§ EXERCISE REQUIREMENTS: Give back, unchanged, the lines from the one containing "AR overlay engine: identify the gavel handle" to the end of the listing, inclusive of both.

§ DATA SUPPLIED:
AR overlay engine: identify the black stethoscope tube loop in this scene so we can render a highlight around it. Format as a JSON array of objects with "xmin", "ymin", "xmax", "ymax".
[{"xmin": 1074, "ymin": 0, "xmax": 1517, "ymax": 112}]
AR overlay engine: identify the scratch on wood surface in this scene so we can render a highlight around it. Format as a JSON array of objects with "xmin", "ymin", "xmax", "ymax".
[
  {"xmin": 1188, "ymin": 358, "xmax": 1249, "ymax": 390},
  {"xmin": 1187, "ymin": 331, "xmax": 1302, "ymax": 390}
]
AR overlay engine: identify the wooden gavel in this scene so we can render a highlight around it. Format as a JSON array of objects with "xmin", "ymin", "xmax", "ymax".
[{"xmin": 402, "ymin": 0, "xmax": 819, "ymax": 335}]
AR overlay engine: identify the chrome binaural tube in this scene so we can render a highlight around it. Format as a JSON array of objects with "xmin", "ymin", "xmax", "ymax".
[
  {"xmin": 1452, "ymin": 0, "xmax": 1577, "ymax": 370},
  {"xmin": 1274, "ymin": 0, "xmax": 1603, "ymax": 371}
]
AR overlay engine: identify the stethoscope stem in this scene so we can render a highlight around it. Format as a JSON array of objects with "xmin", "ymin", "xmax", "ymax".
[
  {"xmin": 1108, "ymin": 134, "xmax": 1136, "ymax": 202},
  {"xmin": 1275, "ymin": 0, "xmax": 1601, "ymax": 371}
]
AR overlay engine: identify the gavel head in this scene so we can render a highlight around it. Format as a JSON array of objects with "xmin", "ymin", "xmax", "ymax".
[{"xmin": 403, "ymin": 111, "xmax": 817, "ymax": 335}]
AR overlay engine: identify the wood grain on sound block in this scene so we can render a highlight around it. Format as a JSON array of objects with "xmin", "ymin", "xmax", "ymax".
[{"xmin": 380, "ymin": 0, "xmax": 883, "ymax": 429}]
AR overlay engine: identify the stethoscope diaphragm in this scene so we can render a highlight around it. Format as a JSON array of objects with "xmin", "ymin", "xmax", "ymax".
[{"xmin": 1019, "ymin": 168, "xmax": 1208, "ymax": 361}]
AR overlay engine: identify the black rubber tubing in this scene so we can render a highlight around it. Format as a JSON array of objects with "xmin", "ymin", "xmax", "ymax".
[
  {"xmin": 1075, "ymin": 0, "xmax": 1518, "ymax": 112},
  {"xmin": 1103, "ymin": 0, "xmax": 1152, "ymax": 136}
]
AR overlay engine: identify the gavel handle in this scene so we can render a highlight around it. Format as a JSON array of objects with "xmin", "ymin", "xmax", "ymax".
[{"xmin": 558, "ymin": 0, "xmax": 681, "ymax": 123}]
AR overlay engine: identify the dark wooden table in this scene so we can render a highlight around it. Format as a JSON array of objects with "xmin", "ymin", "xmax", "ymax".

§ RESULT OF THE EXERCISE:
AR overlay engine: identify the gavel handle in this scene so we can render a highlight around it. Format as a JSON array of objects with "xmin", "ymin", "xmax", "ymax".
[{"xmin": 558, "ymin": 0, "xmax": 681, "ymax": 123}]
AR overlay engine: identify the dark wooden table in this scene so we can render a highlight around it. Format as a JSON array of objects with "xmin", "ymin", "xmax", "ymax".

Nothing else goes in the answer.